(Records from a data source)
● ● ●

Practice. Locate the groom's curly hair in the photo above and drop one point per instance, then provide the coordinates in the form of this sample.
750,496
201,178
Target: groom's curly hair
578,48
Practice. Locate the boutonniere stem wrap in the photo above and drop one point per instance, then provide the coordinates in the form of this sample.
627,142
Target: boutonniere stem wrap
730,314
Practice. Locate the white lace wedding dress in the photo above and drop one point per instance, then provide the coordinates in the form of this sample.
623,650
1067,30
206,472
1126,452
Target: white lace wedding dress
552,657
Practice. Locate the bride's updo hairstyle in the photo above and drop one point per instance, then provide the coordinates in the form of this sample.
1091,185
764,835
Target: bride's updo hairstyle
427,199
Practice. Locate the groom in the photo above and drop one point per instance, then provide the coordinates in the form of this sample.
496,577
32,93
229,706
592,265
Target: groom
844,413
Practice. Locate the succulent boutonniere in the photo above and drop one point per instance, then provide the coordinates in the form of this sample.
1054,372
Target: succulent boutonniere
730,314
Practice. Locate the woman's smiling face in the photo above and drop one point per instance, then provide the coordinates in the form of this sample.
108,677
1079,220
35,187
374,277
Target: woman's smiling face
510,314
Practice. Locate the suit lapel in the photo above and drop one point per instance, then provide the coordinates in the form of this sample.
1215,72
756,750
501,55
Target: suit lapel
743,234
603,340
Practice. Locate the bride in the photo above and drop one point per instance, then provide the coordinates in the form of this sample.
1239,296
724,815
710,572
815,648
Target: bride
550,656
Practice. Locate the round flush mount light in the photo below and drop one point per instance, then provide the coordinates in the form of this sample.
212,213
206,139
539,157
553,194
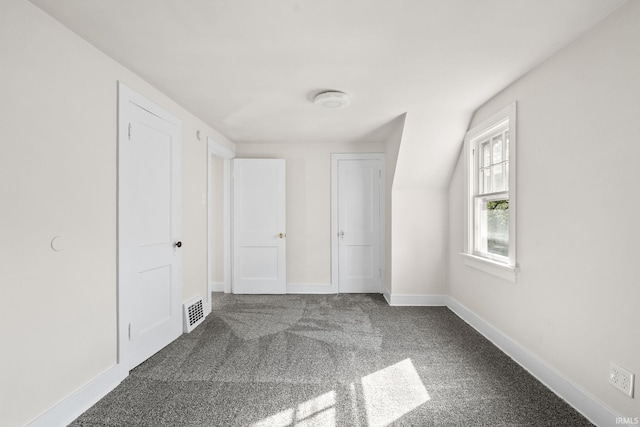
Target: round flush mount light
332,100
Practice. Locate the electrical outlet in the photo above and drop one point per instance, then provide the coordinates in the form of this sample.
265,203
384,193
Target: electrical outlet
621,379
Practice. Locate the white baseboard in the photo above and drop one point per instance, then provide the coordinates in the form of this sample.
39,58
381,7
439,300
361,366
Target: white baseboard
73,406
593,409
315,288
415,300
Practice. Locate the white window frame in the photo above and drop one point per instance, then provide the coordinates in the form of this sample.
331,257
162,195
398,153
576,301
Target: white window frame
501,266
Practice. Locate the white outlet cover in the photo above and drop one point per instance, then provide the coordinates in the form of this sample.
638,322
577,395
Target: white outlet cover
621,379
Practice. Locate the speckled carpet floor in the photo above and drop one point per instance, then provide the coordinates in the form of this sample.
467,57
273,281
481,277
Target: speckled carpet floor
329,360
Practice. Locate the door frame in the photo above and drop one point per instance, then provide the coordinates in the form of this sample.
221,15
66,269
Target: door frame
214,148
128,96
335,260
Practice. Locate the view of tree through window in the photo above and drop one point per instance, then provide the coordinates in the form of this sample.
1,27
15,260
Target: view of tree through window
498,227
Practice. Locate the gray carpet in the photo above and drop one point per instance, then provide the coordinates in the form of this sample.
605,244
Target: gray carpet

● ● ●

▸ Task instructions
Read through the data above. Report each line that has the word "gray".

▸ Response to the exercise
Practice. Locate the gray carpet in the photo above and drop one point per instance, then provide the coordinates in the form of this sample.
Target: gray carpet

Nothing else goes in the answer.